(Records from a dataset)
-=-=-
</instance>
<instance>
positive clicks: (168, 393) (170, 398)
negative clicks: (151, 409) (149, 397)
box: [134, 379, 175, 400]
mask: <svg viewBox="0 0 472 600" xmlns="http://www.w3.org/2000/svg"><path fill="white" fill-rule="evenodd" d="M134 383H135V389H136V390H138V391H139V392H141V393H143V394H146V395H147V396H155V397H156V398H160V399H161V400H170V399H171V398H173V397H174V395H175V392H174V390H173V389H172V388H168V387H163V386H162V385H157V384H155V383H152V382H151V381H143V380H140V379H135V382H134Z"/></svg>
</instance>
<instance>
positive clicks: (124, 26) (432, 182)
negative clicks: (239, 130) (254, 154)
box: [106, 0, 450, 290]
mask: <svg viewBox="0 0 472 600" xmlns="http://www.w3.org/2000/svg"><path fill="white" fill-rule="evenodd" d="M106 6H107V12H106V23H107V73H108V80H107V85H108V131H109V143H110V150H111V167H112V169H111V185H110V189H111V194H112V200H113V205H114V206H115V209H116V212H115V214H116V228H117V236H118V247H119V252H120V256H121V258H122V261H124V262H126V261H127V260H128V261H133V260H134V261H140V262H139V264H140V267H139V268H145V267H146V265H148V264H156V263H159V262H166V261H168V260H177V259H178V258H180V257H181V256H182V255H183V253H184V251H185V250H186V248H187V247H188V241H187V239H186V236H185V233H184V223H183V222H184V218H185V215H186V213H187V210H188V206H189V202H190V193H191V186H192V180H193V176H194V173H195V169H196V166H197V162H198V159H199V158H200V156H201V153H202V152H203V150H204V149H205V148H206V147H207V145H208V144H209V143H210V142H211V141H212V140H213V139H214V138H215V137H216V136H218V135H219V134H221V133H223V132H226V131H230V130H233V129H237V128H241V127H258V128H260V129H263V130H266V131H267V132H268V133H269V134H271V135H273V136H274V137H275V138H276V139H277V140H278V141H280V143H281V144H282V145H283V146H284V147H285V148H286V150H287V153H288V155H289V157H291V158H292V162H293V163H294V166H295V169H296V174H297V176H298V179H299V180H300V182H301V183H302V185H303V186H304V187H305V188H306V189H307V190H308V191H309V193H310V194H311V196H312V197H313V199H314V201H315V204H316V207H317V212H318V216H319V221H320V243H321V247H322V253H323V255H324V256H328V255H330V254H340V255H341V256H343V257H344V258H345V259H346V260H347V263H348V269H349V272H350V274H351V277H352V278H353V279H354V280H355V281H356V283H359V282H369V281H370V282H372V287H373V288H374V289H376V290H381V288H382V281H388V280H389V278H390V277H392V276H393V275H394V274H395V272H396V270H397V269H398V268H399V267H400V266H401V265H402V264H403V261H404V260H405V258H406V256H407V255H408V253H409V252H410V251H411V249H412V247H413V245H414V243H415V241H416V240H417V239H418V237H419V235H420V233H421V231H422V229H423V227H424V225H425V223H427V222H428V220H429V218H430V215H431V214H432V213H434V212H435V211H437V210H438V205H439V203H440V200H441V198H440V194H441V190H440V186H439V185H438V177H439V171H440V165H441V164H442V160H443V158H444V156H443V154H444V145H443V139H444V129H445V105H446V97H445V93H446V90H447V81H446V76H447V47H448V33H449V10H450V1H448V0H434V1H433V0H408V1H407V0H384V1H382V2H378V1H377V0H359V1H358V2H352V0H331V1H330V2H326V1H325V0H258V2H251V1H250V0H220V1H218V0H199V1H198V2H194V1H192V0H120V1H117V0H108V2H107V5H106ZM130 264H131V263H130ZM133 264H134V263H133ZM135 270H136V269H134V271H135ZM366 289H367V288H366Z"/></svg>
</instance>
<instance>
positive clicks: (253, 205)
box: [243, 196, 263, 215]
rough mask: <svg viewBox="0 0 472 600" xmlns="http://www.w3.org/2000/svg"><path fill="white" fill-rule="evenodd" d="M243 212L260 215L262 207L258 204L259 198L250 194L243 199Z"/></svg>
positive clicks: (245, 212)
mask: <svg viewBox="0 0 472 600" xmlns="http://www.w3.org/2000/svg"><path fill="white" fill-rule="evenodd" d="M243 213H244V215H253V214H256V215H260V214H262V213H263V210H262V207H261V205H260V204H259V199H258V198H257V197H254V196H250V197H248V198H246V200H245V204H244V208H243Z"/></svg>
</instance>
-=-=-
- Prompt
Reproduce verbatim the rows starting at the line containing "rough mask: <svg" and ending at the line containing "positive clicks: (245, 212)", with both of those lines included.

- Reply to the exercise
rough mask: <svg viewBox="0 0 472 600" xmlns="http://www.w3.org/2000/svg"><path fill="white" fill-rule="evenodd" d="M243 212L260 215L262 207L258 204L259 198L250 194L243 199Z"/></svg>
positive clicks: (245, 212)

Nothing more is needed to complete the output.